● EXERCISE REQUIREMENTS
In your answer, set down the records below exactly as they stand, omitting pictures.

● Collected data
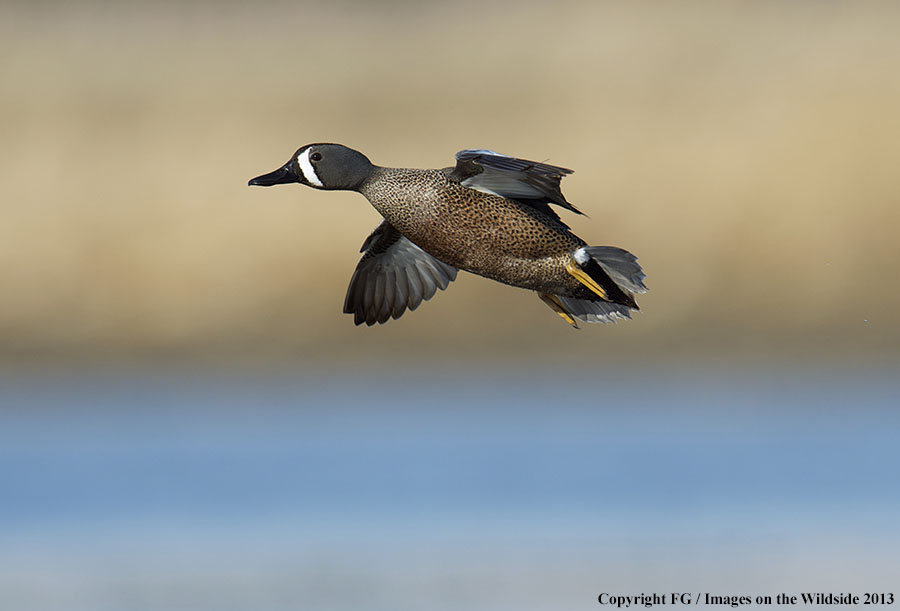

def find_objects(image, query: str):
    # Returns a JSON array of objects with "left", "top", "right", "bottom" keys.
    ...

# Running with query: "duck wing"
[
  {"left": 449, "top": 149, "right": 583, "bottom": 220},
  {"left": 344, "top": 221, "right": 458, "bottom": 326}
]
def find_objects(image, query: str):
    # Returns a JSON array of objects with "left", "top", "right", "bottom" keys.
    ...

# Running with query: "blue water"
[{"left": 1, "top": 366, "right": 898, "bottom": 610}]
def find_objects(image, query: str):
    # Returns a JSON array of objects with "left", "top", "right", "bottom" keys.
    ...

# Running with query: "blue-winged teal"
[{"left": 249, "top": 144, "right": 647, "bottom": 327}]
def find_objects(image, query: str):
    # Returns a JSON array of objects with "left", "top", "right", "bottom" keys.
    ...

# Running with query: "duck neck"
[{"left": 356, "top": 165, "right": 388, "bottom": 196}]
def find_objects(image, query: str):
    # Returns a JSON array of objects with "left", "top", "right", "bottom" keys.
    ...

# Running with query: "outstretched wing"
[
  {"left": 344, "top": 221, "right": 458, "bottom": 326},
  {"left": 449, "top": 149, "right": 582, "bottom": 221}
]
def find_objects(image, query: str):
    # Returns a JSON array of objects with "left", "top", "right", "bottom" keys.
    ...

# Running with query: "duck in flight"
[{"left": 249, "top": 145, "right": 646, "bottom": 327}]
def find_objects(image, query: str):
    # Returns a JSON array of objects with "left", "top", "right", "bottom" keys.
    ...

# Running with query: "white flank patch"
[
  {"left": 297, "top": 148, "right": 323, "bottom": 187},
  {"left": 573, "top": 246, "right": 590, "bottom": 265}
]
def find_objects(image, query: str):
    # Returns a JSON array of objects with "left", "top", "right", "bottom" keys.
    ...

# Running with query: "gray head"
[{"left": 248, "top": 143, "right": 375, "bottom": 191}]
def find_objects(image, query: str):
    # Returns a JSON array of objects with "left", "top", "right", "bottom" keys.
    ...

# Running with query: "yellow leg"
[
  {"left": 565, "top": 259, "right": 609, "bottom": 301},
  {"left": 538, "top": 292, "right": 579, "bottom": 328}
]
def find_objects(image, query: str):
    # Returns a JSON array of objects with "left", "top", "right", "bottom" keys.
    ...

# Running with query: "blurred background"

● ANSWER SPACE
def find_objects(image, query: str):
    # Returns a JSON array of objects with "left", "top", "right", "bottom" keys.
    ...

# Running with query: "duck wing"
[
  {"left": 449, "top": 149, "right": 583, "bottom": 220},
  {"left": 344, "top": 221, "right": 458, "bottom": 326}
]
def find_objects(image, query: str):
    # Returns a JSON array of objects with "left", "top", "right", "bottom" keys.
    ...

# Running with query: "blue water"
[{"left": 1, "top": 366, "right": 898, "bottom": 610}]
def find_objects(image, query: str):
    # Returns a JSON array of objects with "left", "top", "right", "bottom" keys.
    ...

# Running with query: "blue-winged teal"
[{"left": 249, "top": 144, "right": 647, "bottom": 327}]
def find_objects(image, query: str):
    # Returns a JSON array of objects with "left", "top", "right", "bottom" keys.
    ...

# Running with query: "duck neck"
[{"left": 356, "top": 165, "right": 388, "bottom": 196}]
def find_objects(image, query: str):
    # Returns a JSON array of objects with "left", "top", "right", "bottom" keys.
    ...

# Running with query: "outstretched wing"
[
  {"left": 344, "top": 221, "right": 458, "bottom": 326},
  {"left": 449, "top": 149, "right": 582, "bottom": 221}
]
def find_objects(image, query: str):
    # Returns a JSON array of objects with "left", "top", "right", "bottom" keys.
    ...

# Running with query: "duck in flight"
[{"left": 249, "top": 145, "right": 646, "bottom": 327}]
def find_objects(image, query: str):
    # Returns a JSON array of objects with "left", "top", "right", "bottom" keys.
    ...

# Running with query: "white flank patch"
[
  {"left": 297, "top": 148, "right": 323, "bottom": 187},
  {"left": 573, "top": 246, "right": 590, "bottom": 265}
]
def find_objects(image, query: str):
    # Returns a JSON array of objects with "left", "top", "right", "bottom" keys.
    ...

# Running with query: "gray head"
[{"left": 248, "top": 143, "right": 375, "bottom": 191}]
def find_objects(image, query: str):
    # Returns a JSON array of objects with "left", "top", "right", "bottom" keys.
    ...

# Running with query: "yellow leg"
[
  {"left": 565, "top": 259, "right": 609, "bottom": 301},
  {"left": 538, "top": 292, "right": 579, "bottom": 328}
]
def find_objects(image, query: str):
    # Returns a JSON array of objects with "left", "top", "right", "bottom" keys.
    ...

# Running with query: "blurred background"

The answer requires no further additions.